**CONSIGNES À SUIVRE:**
A - Reproduisez la partie du passage présenté qui s'ouvre sur les mots contenant « [0004] De telles » et se termine par « attache suffisamment robuste. », en substituant « platine » à « aiguille ».
B - D'après le passage présenté, quelle couche du substrat silicium sur isolant sert de couche d'arrêt pour la gravure ?

**PASSAGE PRÉSENTÉ:**
# # #

[0001] La présente invention concerne un procédé de fabrication d'un composant horloger
en silicium.
[0002] Les composants horlogers en silicium sont généralement fabriqués par gravure ionique
réactive profonde - technique également connue sous l'abréviation anglaise DRIE -
d'une plaquette de matériau à base de silicium. La plaquette peut être une plaquette
de silicium que l'on grave dans toute son épaisseur (cf. par exemple les demandes
de brevet
EP 1722281,
EP 2145857 et
EP 3181938) ou un substrat silicium sur isolant dit SOI (silicon on insulator) comprenant une
couche supérieure de silicium et une couche inférieure de silicium liées par une couche
intermédiaire d'oxyde de silicium, la couche supérieure de silicium étant celle dans
laquelle est opérée la gravure (cf. par exemple les demandes de brevet
WO 2019/180177 et
WO 2019/180596). Par rapport à une simple plaquette de silicium, le substrat silicium sur isolant
présente l'avantage de posséder un support rigide (la couche inférieure de silicium,
de plus grande épaisseur que la couche supérieure) facilitant sa manipulation et son
maintien et une couche d'arrêt (la couche intermédiaire d'oxyde de silicium) permettant
d'arrêter la gravure.
[0003] Quel que soit le type de plaquette utilisé, plusieurs composants sont gravés simultanément
dans la même plaquette et des attaches ou ponts laissés pendant la gravure maintiennent
les composants attachés à la plaquette pour d'autres étapes de la fabrication. Les
composants sont ensuite libérés de la plaquette par rupture ou élimination des attaches.
[0004] De telles attaches, qui relient la périphérie de chaque composant à la plaquette,
peuvent poser problème, notamment lorsque la périphérie du composant est une surface
fonctionnelle qui ne doit pas voir sa fonction perturbée par des résidus d'attache
ou lorsque la surface externe du composant doit présenter un aspect particulièrement
soigné, comme par exemple dans le cas d'une aiguille. Dans certains cas, également,
en particulier pour des composants portant une micro-denture, la surface extérieure
fonctionnelle ne présente pas d'espace libre de taille suffisante pour pouvoir y insérer
une attache suffisamment robuste.
[0005] La demande de brevet
WO 2019/166922 propose un procédé de fabrication d'un spiral horloger selon lequel on se munit d'un
substrat en silicium portant une couche d'oxyde de silicium, on forme des trous traversants
dans la couche d'oxyde de silicium, on fait croître par épitaxie une couche de silicium
sur la couche d'oxyde de silicium, cette couche de silicium remplissant les trous
traversants pour former des attaches ou ponts de matière, on grave des spiraux dans
la couche de silicium, on élimine la couche d'oxyde de silicium, les spiraux restant
attachés au substrat en silicium par lesdites attaches, on soumet les spiraux à des
traitements thermiques et enfin on détache les spiraux du substrat en silicium.

# # #

**BLOC DE DONNÉES:**
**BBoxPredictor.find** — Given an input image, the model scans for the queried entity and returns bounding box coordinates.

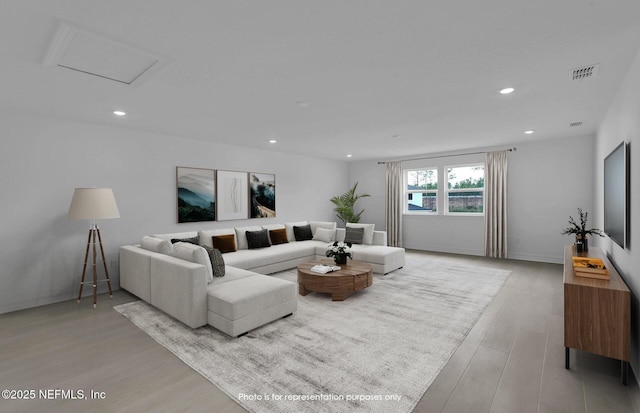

# # #

**RÉSULTATS OBTENUS:**
A -
[0004] De telles attaches, qui relient la périphérie de chaque composant à la plaquette,
peuvent poser problème, notamment lorsque la périphérie du composant est une surface
fonctionnelle qui ne doit pas voir sa fonction perturbée par des résidus d'attache
ou lorsque la surface externe du composant doit présenter un aspect particulièrement
soigné, comme par exemple dans le cas d'une platine. Dans certains cas, également,
en particulier pour des composants portant une micro-denture, la surface extérieure
fonctionnelle ne présente pas d'espace libre de taille suffisante pour pouvoir y insérer
une attache suffisamment robuste.

B - La couche intermédiaire d'oxyde de silicium.